Texto fornecido:

■ ■ ■ ■

Lucas 1:5,7,11,13,15b

Compare também com este trecho:

Diga o seguinte aos israelitas: Se um homem ou uma mulher fizer um voto especial, um voto de separação para o Senhor como nazireu, terá que se abster de vinho e de outras bebidas fermentadas.
Números 6:2-3a

A mesma temática encontra-se também em 1 Samuel 1. Está claro que a história de Lucas a respeito de João Batista foi adaptada das escrituras. E veja também que, para Lucas, este é o nazireu. Também são encontrados paralelos no antigo testamento para os versículos 16 a 25.
Muitos conhecem o que o anjo Gabriel veio anunciar a Maria:

O anjo, aproximando-se dela, disse: “Alegre-se, agraciada! O Senhor está com você!”
Lucas 1:28

Detalhe: a tradução correta é “alegre-se” e não “ave”, a palavra em grego que encontra-se nos manuscritos é chairó, “alegre-se, rejubile-se”. Então, nada de reverência do anjo ao estilo romano.

Portanto o Senhor mesmo vos dará um sinal; eis que uma donzela conceberá e dará à luz um filho, e por-lhe-á o nome de Emanuel.
Isaías 7:14

Emanuel? Opa!

Você ficará grávida e dará à luz um filho, e lhe porá o nome de Jesus.
Lucas 1:31

Lucas copiou o trecho trocando o nome!

Há um problema de tradução comum de Isaías 7:14 (este é o motivo pelo qual eu citei uma tradução diferente deste). Os manuscritos em hebraico deste livro trazem a palavra ha'almah que quer dizer mulher jovem, ou donzela. Ao traduzirem o livro de Isaías para o grego, que era a versão utilizada pelo autor do evangelho, esta palavra foi traduzida como parthenos, que quer dizer virgem. E assim, por um erro de tradução, surgiu a ideia de que Maria deveria ser virgem.

Ele será grande e será chamado Filho do Altíssimo. O Senhor Deus lhe dará o trono de seu pai Davi e ele reinará para sempre sobre o povo de Jacó; seu Reino jamais terá fim.
Lucas 1:32-33

Novamente temos um trecho adaptado do livro de Isaías:

Porque um menino nos nasceu, um filho nos foi dado, e o governo está sobre os seus ombros. E ele será chamado Maravilhoso Conselheiro, Deus Poderoso, Pai Eterno, Príncipe da Paz. Ele estenderá o seu domínio, e haverá paz sem fim sobre o trono de Davi e sobre o seu reino, estabelecido e mantido com justiça e retidão, desde agora e para sempre.
Isaías 9:6-7a

Maria, então, vai visitar Isabel “numa cidade de Judá” (não está claro qual cidade). Esta exclama algo parecido com o que se encontra no livro de Judite:

Ozias, príncipe do povo de Israel, acrescentou: “Minha filha, tu és bendita do Senhor Deus altíssimo, mais que todas as mulheres da terra. Bendito seja o Senhor, criador do céu e da terra, que te guiou para cortar a cabeça de nosso maior inimigo!”

■ ■ ■ ■

Suas tarefas:
(a) Segundo o texto, qual palavra em hebraico os manuscritos de Isaías 7:14 trazem?
(b) Transcreva do texto, sem alterações, a parte que começa com as palavras "Lucas 1:5,7,11,13,15b" e termina com "versículos 16 a 25.".

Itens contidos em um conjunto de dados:

■ ■ ■ ■

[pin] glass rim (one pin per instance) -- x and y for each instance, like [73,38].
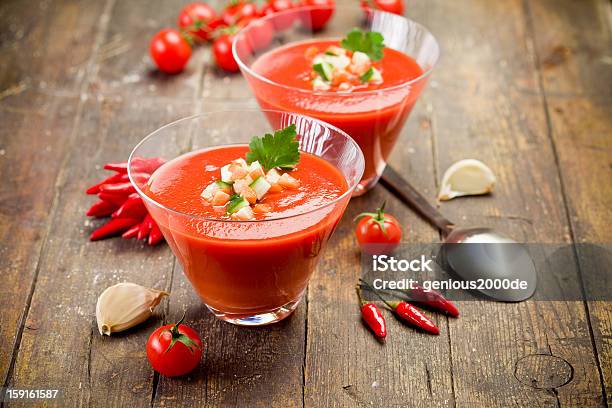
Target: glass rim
[348,192]
[243,66]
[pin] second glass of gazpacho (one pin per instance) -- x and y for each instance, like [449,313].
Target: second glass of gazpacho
[247,200]
[360,73]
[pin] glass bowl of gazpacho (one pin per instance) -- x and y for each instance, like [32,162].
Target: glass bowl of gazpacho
[247,201]
[360,74]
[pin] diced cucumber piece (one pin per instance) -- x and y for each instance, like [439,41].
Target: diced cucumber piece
[236,203]
[256,169]
[273,176]
[242,183]
[324,69]
[339,62]
[260,186]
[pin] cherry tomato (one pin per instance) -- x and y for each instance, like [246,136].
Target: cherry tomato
[174,350]
[213,25]
[260,32]
[222,50]
[390,6]
[170,51]
[378,233]
[235,12]
[265,10]
[195,17]
[317,18]
[282,22]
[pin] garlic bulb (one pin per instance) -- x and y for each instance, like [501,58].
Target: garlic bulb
[466,177]
[125,305]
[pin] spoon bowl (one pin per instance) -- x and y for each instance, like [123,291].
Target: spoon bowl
[501,267]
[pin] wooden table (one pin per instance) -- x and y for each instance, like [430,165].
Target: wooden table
[523,85]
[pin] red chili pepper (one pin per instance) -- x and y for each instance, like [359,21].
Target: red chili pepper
[373,317]
[132,208]
[125,188]
[112,228]
[433,299]
[155,236]
[117,199]
[132,232]
[414,316]
[407,312]
[101,209]
[145,227]
[115,178]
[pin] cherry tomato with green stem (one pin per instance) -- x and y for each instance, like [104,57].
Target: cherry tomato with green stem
[379,232]
[317,17]
[170,51]
[238,10]
[284,21]
[222,51]
[194,19]
[174,349]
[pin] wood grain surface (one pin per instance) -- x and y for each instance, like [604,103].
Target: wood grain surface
[525,86]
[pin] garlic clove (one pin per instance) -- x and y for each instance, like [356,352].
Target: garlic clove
[125,305]
[466,177]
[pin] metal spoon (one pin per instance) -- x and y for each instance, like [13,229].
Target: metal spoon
[473,253]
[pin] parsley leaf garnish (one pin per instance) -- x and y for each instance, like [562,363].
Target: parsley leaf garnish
[370,43]
[278,150]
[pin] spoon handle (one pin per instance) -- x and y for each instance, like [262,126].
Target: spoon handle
[397,185]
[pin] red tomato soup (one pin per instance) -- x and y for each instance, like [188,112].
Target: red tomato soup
[374,119]
[246,268]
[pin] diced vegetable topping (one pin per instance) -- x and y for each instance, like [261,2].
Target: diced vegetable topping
[350,66]
[221,198]
[236,203]
[324,69]
[261,187]
[244,185]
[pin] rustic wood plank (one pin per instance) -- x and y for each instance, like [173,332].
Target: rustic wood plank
[487,106]
[104,371]
[572,44]
[39,99]
[345,365]
[73,272]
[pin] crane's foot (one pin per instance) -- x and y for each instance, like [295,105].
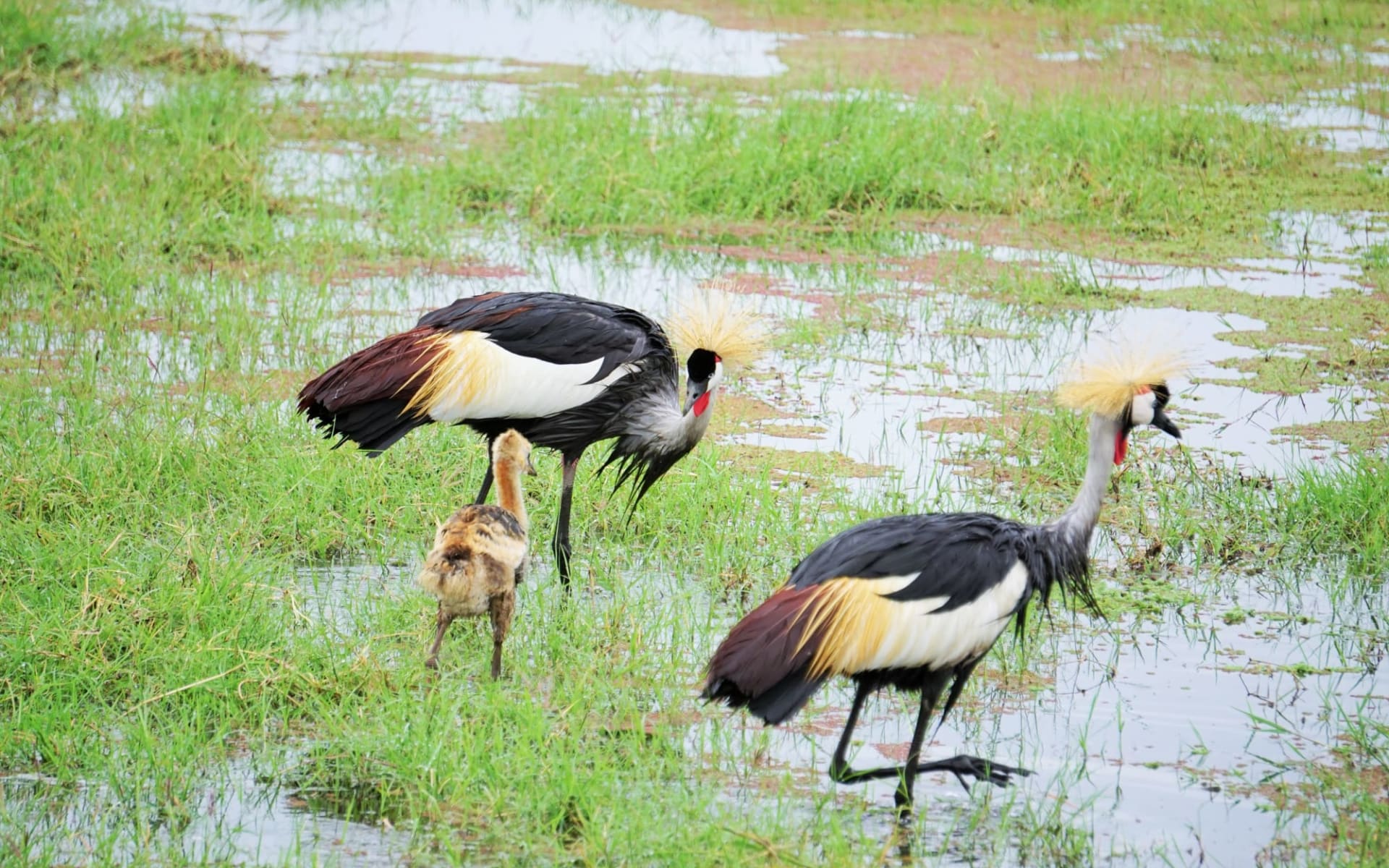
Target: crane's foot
[993,773]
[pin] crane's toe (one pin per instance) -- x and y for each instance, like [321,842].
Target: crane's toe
[998,774]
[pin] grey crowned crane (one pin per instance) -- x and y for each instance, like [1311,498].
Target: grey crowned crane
[916,602]
[563,371]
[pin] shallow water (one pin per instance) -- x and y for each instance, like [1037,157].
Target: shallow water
[238,817]
[470,38]
[871,389]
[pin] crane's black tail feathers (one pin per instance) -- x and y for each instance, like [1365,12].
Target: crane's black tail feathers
[777,705]
[374,425]
[643,469]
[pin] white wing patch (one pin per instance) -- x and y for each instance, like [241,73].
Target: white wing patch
[921,635]
[489,382]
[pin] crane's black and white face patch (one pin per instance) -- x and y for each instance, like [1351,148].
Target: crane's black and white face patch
[706,368]
[1146,409]
[700,365]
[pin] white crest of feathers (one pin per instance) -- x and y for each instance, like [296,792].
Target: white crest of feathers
[710,320]
[1108,385]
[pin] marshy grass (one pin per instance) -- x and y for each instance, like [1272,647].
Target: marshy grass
[164,513]
[856,163]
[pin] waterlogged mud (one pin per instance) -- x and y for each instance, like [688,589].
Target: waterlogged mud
[895,354]
[474,38]
[237,814]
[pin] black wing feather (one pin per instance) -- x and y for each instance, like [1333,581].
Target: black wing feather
[957,555]
[551,327]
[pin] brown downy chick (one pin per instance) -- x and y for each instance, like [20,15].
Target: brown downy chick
[480,553]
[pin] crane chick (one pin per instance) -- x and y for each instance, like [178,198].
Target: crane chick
[480,555]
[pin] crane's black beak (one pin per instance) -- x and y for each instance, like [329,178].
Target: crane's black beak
[1164,424]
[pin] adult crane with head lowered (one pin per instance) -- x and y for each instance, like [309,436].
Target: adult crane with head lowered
[916,602]
[563,371]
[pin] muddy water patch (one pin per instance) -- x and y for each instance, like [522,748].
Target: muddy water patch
[1298,276]
[920,353]
[234,816]
[592,34]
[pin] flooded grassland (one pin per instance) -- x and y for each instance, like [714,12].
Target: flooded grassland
[210,642]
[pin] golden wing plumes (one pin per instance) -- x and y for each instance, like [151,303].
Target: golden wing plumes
[1106,386]
[710,320]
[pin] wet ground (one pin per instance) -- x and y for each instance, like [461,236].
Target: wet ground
[1163,736]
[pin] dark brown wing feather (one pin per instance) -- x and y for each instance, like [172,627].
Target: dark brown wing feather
[365,396]
[763,661]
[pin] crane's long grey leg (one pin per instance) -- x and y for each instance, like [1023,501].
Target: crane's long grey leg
[839,770]
[561,527]
[443,621]
[960,765]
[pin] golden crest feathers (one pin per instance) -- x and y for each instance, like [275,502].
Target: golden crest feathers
[1106,386]
[712,321]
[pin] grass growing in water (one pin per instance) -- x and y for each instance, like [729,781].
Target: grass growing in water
[856,163]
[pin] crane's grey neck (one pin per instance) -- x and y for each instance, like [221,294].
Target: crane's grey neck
[1084,513]
[660,427]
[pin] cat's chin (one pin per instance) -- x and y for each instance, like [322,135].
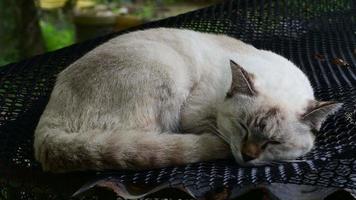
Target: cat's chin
[252,163]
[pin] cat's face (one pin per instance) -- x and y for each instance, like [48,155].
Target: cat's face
[259,131]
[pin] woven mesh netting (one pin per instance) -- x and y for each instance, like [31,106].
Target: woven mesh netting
[318,35]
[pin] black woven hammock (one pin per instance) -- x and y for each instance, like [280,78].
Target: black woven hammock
[319,36]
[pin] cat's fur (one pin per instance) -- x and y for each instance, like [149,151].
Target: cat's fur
[160,97]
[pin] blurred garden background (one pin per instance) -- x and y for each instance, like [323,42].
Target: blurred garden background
[31,27]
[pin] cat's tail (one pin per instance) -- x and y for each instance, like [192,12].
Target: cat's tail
[59,151]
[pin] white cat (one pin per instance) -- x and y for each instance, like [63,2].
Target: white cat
[164,97]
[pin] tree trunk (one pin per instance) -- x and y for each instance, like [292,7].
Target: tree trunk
[20,34]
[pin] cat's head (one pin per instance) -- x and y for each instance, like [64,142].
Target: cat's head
[260,130]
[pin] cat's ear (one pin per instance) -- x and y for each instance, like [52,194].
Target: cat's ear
[242,81]
[318,111]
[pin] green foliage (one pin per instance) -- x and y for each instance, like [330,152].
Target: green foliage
[56,38]
[147,11]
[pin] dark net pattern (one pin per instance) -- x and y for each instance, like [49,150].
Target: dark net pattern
[318,35]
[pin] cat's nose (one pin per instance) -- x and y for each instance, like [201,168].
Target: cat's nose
[246,157]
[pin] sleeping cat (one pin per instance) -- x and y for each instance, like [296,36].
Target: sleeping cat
[163,97]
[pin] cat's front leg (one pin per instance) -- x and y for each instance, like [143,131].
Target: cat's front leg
[171,149]
[156,150]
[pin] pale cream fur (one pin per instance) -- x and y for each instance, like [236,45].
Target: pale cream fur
[147,99]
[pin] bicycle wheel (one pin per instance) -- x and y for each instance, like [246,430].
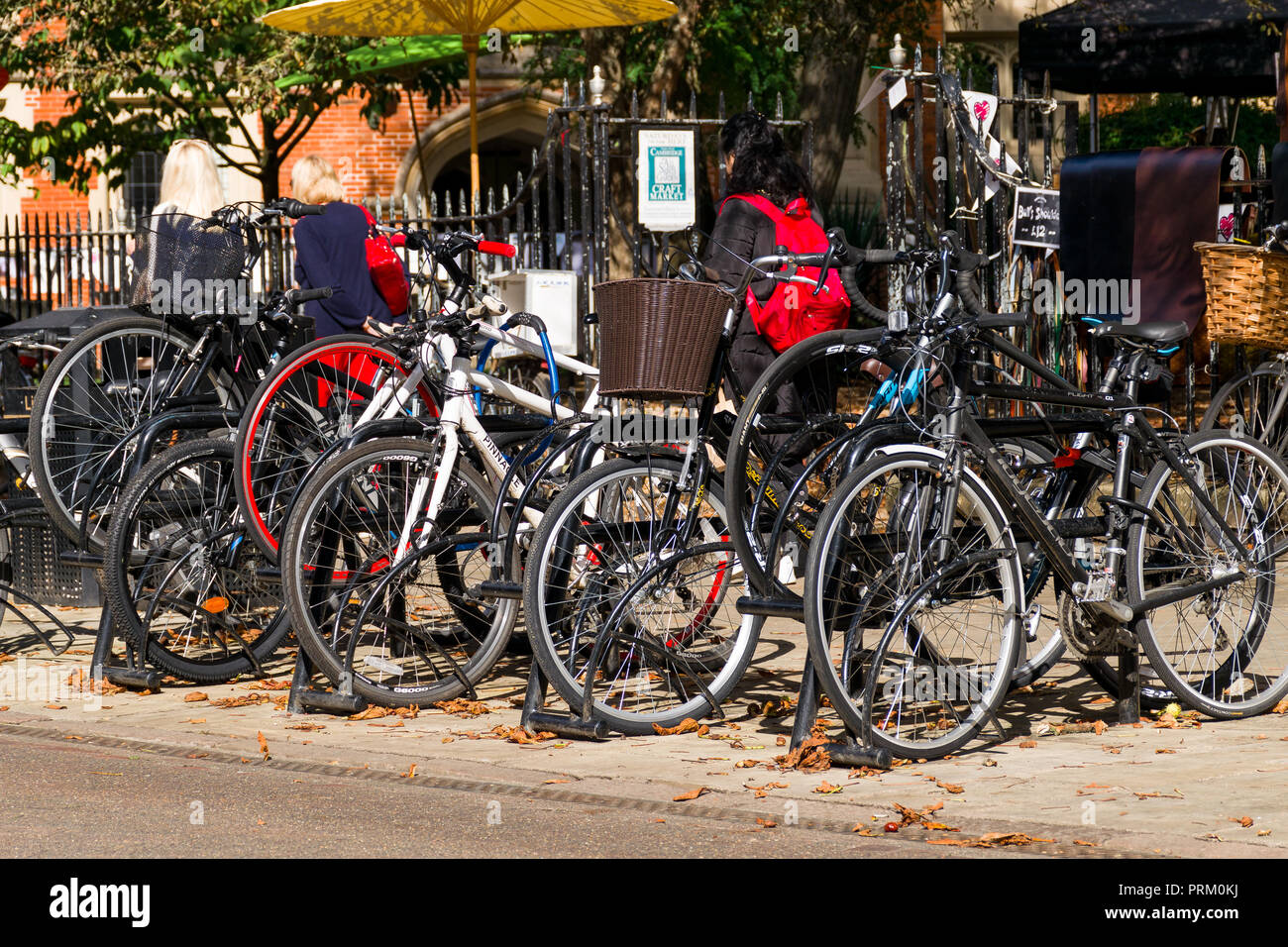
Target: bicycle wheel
[1253,403]
[809,395]
[1224,651]
[397,622]
[626,536]
[89,406]
[913,639]
[309,399]
[180,575]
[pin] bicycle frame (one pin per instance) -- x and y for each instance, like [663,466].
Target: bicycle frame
[1132,434]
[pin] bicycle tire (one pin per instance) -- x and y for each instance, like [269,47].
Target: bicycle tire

■ ■ ■ ■

Resultados das tarefas:
(a) Ha'almah.

(b)
Lucas 1:5,7,11,13,15b

Compare também com este trecho:

Diga o seguinte aos israelitas: Se um homem ou uma mulher fizer um voto especial, um voto de separação para o Senhor como nazireu, terá que se abster de vinho e de outras bebidas fermentadas.
Números 6:2-3a

A mesma temática encontra-se também em 1 Samuel 1. Está claro que a história de Lucas a respeito de João Batista foi adaptada das escrituras. E veja também que, para Lucas, este é o nazireu. Também são encontrados paralelos no antigo testamento para os versículos 16 a 25.